Every entry below should come back unchanged, except that the pictures are dropped.

Saved entries
————————

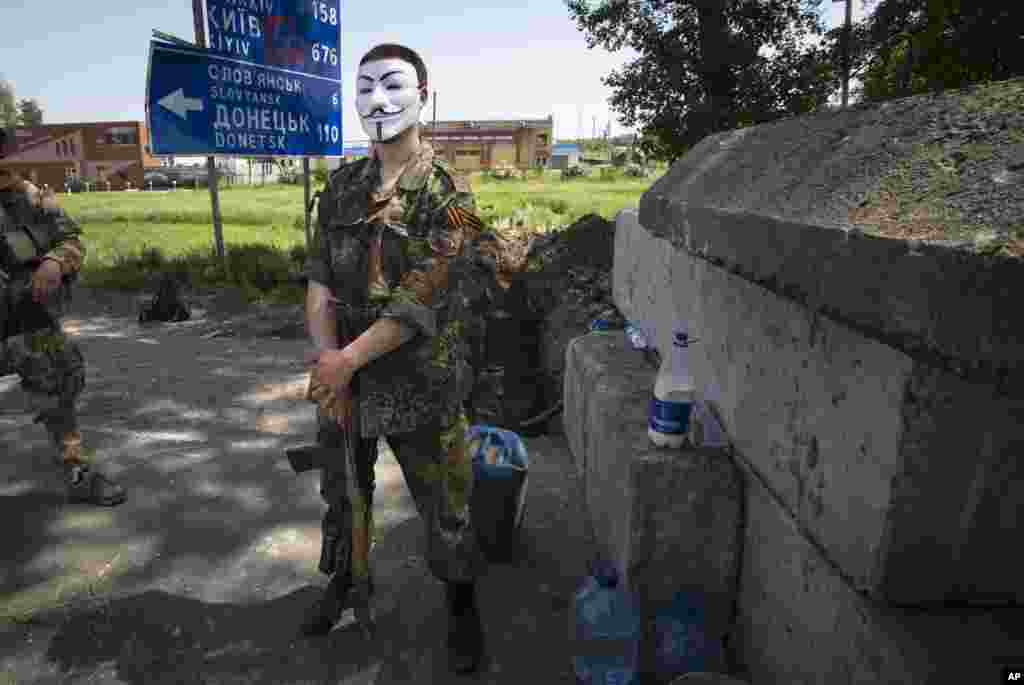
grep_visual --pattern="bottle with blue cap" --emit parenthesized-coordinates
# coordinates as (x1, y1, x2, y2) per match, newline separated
(648, 326, 696, 449)
(572, 559, 640, 685)
(624, 321, 649, 351)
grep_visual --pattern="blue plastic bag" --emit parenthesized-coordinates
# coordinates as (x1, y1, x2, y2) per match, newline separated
(654, 592, 724, 679)
(466, 425, 530, 561)
(572, 559, 640, 685)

————————

[Answer section]
grep_visual --pattern="bottle with blue cap" --emit parenthesized-coordinates
# coordinates as (x1, y1, x2, y2) per match, newline separated
(648, 326, 696, 449)
(572, 559, 640, 685)
(624, 321, 649, 351)
grep_visual --pattern="blue plastic bag" --emit parenthesized-coordinates
# coordinates as (x1, y1, x2, y2) per match, newline separated
(654, 592, 724, 679)
(466, 425, 530, 561)
(572, 559, 640, 685)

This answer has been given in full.